В новых условиях значительные деформации исполнительной власти были обусловлены также процедурой магистратских выборов{141}. В соответствии с римской традицией обычной практикой было самовыдвижение кандидатов на магистратские должности и открытая подача голосов во время голосования. Уже на подготовительном этапе (накануне голосования) разгоралась борьба за голоса избирателей. Важную роль в предвыборной борьбе получила инвектива — искусство личных нападок на противника, его родственников и личную жизнь. На критике непопулярной политики сената и его кандидатов было совсем нетрудно заработать политический капитал. У Ливия есть замечательный рассказ о том, как во время консульских выборов на 184 г. консул Аппий Клавдий так бурно и беззастенчиво агитировал за своего брата Публия Клавдия, что сенат вынужден был напомнить ему, что он «должен быть сначала консулом римского народа, а уж потом братом соискателя магистратуры» (Liv., XXXIX, 32,10). Ливии специально подчеркивал, что соперниками Публия Клавдия были опытные политики и влиятельные патриции; тем не менее избранным оказался именно он. У Аппиана сохранились подробные сведения об избирательной кампании Тиберия Гракха в 133 г., когда он лично обходил плебейские кварталы Рима и призывал голосовать за него (Арр. В. С, I, 14).

Однако самым важным аргументом в пользу кандидата в условиях, когда народное собрание было представлено в основном пауперизированной массой, являлась его способность на щедрые раздачи. Обычным явлением стала практика покупки голосов. В середине I в., по свидетельству Аппиана, плата за эпонимные магистратуры достигала 800 талантов (Арр. В. С, II, 19).

Видимо, со временем консульские выборы стали такими бурными и скандальными, что вызвали необходимость принятия специального закона о порядке прохождения должностей и об ограничении предвыборных злоупотреблений. Он был внесен в народное собрание плебейским трибуном Л. Виллием Анналом в 180 г. (Liv., XL, 44, 1). Однако, зная хитросплетения римской политической системы, этот закон можно было обойти. Не случайно со второй половины II в. получает распространение практика перехода в плебейское сословие, что давало возможность быть избранным на должность народного трибуна и оставаться у власти сколько угодно долго.

Таким образом, римская магистратура из высокой чести и достойного служения Республике постепенно «выродилась» в возможность удовлетворения личных амбиций и корыстных интересов. Более того, политическая практика II — начала I в. внедряла в общественное сознание идею значимости не столько конкретных действий, сколько результатов, восприятие сильной личности как носительницы не столько полномочий, сколько возможностей.
————
Обновите отрывок о магистратских выборах в Риме от слов «Однако самым важным» до слов «С, II, 19).» включительно, заменив «покупки голосов» на «подкупа избирателей». Следующие данные взяты из другого источника.
————
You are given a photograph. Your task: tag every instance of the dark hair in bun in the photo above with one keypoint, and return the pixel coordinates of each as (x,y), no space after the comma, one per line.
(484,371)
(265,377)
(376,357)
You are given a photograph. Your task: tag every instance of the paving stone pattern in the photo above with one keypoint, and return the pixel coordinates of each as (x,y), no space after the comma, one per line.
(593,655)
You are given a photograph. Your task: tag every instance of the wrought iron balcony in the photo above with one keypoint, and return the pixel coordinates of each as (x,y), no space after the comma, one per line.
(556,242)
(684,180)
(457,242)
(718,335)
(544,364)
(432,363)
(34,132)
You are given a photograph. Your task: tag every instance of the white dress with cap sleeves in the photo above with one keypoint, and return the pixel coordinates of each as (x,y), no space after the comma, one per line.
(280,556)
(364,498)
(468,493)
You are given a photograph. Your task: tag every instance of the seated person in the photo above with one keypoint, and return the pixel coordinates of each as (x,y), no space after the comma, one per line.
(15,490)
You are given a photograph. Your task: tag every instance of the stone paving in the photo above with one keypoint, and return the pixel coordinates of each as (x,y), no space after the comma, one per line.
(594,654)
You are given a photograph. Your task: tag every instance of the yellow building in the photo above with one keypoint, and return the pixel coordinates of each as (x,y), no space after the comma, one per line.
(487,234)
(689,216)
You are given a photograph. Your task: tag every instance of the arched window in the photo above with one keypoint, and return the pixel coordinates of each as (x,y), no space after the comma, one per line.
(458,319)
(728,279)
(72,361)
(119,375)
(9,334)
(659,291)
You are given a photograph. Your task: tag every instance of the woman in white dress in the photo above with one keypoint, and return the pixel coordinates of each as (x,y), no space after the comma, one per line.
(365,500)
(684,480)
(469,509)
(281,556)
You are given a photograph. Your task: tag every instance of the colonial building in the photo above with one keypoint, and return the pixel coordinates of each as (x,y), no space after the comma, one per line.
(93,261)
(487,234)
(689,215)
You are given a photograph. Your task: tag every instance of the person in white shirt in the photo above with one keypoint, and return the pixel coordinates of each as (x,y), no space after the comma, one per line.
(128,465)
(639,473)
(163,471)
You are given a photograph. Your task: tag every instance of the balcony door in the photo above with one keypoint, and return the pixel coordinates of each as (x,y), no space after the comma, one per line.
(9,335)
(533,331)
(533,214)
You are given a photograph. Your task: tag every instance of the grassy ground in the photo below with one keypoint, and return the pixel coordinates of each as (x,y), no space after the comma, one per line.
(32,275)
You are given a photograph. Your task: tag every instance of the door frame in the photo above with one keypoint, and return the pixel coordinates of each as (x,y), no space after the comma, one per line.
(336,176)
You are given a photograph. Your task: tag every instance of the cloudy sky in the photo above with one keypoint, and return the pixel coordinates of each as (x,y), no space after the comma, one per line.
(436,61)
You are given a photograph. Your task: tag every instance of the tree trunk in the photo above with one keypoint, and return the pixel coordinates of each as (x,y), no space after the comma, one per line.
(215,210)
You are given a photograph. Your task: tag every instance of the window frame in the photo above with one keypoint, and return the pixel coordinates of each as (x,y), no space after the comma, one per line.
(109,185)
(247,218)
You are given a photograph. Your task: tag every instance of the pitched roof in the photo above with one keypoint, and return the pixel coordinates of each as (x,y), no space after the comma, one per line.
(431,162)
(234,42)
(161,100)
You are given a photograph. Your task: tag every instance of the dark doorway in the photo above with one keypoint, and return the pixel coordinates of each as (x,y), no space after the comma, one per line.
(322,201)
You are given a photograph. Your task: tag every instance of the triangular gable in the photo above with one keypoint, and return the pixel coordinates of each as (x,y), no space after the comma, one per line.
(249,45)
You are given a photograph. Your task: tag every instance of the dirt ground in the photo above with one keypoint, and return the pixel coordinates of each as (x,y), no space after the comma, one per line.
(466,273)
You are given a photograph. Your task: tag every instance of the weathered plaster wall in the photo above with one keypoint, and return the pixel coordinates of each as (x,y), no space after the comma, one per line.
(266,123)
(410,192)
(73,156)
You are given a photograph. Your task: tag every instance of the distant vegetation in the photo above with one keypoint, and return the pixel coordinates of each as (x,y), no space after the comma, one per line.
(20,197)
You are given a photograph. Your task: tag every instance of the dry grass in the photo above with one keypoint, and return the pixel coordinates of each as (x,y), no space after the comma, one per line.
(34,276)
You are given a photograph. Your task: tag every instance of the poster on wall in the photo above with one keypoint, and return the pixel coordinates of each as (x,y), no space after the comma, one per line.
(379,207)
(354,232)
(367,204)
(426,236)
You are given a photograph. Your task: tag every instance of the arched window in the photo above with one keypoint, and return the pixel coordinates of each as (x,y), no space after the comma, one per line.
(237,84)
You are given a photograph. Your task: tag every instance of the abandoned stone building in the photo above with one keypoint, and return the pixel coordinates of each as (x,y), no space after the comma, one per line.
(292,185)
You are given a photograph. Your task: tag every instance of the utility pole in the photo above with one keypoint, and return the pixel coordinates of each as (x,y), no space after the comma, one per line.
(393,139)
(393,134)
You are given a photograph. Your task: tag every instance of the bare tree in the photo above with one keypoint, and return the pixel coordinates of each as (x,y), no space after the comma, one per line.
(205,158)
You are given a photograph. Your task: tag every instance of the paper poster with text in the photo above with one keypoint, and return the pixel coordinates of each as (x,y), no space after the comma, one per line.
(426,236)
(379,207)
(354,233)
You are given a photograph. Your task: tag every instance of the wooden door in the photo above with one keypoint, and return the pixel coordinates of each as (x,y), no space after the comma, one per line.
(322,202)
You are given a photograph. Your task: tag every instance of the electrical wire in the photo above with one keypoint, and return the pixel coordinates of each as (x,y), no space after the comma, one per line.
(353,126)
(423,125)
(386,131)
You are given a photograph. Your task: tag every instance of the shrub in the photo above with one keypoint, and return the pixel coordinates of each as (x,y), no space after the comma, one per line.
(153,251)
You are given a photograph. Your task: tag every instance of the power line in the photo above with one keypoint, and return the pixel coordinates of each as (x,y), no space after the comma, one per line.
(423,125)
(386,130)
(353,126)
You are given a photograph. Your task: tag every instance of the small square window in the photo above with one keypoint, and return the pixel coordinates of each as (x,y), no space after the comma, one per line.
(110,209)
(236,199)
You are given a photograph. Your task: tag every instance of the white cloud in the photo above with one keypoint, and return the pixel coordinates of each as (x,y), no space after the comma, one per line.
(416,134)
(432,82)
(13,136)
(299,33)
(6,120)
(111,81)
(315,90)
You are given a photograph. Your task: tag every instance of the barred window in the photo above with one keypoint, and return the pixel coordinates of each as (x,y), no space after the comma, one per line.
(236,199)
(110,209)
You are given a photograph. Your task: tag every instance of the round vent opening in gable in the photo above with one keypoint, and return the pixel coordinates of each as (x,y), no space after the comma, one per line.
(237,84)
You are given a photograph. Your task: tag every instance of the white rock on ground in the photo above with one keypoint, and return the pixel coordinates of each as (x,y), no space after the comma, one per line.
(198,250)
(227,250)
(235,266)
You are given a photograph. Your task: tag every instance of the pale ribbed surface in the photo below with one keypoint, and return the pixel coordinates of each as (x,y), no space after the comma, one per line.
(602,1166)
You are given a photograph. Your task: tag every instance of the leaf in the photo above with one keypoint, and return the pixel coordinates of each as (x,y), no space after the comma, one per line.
————
### Ответ на задание
Однако самым важным аргументом в пользу кандидата в условиях, когда народное собрание было представлено в основном пауперизированной массой, являлась его способность на щедрые раздачи. Обычным явлением стала практика подкупа избирателей. В середине I в., по свидетельству Аппиана, плата за эпонимные магистратуры достигала 800 талантов (Арр. В. С, II, 19).